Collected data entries
***

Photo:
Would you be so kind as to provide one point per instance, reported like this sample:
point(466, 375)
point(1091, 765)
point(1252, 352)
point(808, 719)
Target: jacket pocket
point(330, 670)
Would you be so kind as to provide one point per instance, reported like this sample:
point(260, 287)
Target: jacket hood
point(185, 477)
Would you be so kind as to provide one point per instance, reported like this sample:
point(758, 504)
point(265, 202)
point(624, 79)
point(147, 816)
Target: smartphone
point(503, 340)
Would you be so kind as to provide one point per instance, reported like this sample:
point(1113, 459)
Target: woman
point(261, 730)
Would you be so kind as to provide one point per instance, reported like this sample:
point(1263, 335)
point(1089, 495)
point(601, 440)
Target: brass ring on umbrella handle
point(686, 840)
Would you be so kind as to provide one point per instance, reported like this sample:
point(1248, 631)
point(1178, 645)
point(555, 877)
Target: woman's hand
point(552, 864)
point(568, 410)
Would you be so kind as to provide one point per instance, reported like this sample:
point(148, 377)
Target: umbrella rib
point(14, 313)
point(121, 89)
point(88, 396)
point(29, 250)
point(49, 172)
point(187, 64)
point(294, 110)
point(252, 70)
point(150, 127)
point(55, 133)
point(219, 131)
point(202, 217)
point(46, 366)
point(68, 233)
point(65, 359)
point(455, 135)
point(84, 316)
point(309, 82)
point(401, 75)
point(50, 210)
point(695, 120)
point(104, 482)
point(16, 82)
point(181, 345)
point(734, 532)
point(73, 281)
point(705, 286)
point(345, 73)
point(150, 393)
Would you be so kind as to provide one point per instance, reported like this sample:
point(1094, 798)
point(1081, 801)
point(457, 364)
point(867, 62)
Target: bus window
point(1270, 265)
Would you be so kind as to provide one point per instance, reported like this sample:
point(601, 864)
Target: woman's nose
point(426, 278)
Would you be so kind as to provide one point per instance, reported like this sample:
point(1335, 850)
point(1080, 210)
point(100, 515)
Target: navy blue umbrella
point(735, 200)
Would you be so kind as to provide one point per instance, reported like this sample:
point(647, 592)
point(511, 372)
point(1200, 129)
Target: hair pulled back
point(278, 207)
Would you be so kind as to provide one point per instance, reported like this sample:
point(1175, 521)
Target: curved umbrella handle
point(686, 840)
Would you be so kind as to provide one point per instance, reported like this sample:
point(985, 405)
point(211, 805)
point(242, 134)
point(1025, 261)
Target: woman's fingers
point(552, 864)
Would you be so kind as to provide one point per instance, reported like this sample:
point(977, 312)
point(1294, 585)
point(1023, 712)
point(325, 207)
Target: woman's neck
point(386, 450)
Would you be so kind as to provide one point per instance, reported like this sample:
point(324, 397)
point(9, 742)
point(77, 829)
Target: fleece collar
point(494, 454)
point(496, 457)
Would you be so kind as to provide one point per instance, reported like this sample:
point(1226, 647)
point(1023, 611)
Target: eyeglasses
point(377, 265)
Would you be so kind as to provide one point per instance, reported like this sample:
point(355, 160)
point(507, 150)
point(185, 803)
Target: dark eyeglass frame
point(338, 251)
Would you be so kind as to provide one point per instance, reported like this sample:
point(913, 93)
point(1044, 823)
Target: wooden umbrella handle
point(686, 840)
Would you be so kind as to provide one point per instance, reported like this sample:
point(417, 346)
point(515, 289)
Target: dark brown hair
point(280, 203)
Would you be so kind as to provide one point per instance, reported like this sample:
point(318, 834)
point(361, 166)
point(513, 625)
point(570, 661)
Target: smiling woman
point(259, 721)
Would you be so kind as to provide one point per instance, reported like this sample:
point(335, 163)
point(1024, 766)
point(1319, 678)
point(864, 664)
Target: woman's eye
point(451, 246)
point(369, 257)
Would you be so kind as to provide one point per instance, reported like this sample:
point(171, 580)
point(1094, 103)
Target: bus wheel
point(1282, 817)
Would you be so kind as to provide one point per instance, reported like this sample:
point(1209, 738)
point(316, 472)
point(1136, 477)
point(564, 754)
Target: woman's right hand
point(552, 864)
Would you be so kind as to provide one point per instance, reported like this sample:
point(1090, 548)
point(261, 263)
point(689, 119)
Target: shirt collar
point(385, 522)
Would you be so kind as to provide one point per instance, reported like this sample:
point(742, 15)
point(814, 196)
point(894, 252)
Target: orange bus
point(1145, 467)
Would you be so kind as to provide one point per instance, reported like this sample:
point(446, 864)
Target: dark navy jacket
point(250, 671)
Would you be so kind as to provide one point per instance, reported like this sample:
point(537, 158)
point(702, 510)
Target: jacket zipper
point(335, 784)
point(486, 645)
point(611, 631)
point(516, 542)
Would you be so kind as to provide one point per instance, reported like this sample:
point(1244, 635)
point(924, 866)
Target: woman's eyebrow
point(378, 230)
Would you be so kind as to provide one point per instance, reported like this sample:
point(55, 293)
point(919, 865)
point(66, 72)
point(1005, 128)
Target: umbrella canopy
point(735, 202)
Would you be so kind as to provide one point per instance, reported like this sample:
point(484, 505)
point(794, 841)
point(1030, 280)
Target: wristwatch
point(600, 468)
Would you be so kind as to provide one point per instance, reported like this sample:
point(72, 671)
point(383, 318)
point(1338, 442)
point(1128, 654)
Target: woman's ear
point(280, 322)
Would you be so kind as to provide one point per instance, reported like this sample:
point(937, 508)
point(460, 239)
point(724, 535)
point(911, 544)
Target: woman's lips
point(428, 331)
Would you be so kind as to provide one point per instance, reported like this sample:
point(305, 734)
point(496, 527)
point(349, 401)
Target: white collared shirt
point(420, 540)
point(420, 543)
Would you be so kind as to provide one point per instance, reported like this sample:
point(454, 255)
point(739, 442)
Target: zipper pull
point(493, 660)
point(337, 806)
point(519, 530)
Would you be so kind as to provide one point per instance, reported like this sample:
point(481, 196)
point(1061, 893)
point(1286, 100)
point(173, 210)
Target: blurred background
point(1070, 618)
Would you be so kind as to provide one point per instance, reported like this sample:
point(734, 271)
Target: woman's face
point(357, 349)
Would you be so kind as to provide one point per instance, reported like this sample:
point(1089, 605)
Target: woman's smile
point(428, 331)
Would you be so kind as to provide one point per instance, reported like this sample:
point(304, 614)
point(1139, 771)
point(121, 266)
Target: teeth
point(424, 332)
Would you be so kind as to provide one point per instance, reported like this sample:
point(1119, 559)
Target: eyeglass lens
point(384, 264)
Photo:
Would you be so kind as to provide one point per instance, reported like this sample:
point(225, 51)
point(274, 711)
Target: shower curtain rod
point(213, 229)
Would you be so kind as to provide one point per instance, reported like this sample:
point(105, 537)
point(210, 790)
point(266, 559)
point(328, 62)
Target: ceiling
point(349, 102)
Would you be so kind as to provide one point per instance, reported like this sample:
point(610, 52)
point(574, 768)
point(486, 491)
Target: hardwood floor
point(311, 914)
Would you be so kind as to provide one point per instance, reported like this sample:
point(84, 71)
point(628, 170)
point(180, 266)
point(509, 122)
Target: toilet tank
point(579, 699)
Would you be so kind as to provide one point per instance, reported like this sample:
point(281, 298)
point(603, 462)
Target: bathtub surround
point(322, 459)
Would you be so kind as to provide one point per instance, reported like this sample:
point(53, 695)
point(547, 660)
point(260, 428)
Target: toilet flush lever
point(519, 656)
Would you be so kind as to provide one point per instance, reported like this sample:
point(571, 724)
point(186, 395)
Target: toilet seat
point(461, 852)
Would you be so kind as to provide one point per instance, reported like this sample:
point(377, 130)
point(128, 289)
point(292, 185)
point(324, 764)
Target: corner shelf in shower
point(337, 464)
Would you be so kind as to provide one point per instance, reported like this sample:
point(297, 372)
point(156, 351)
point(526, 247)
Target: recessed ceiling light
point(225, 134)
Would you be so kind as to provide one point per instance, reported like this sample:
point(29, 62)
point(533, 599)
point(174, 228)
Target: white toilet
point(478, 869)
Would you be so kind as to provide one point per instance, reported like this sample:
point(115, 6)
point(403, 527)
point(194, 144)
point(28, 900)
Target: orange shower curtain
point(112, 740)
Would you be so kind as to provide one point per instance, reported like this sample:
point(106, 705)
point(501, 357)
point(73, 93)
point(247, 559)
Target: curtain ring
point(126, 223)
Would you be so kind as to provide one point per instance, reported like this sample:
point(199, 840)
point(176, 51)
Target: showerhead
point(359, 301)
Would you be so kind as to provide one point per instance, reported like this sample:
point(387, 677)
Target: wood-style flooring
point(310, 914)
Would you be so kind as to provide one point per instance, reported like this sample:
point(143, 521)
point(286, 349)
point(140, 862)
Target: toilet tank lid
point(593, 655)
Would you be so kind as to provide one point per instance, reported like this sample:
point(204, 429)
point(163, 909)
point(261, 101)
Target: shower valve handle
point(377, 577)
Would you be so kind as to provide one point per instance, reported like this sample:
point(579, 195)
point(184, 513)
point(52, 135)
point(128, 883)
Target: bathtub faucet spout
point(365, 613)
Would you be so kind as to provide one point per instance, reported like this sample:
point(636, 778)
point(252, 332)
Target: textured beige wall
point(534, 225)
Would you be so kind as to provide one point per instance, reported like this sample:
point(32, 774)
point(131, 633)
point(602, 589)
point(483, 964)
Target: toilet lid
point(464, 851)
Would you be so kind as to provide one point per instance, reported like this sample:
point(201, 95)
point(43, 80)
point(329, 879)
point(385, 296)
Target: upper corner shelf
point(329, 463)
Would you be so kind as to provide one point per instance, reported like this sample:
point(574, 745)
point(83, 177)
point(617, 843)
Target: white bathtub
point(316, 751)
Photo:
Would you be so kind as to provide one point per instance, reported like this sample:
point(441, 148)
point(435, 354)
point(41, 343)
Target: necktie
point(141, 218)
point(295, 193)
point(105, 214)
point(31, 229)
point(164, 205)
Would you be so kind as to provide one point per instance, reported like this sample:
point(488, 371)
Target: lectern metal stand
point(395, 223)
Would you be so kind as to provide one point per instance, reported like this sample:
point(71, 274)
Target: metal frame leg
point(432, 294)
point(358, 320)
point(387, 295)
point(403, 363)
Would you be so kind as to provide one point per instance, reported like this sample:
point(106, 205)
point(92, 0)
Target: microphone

***

» Problem description:
Gather each line of the material above that contains the word "orange".

» Output below:
Target: orange bus
Target: orange shower curtain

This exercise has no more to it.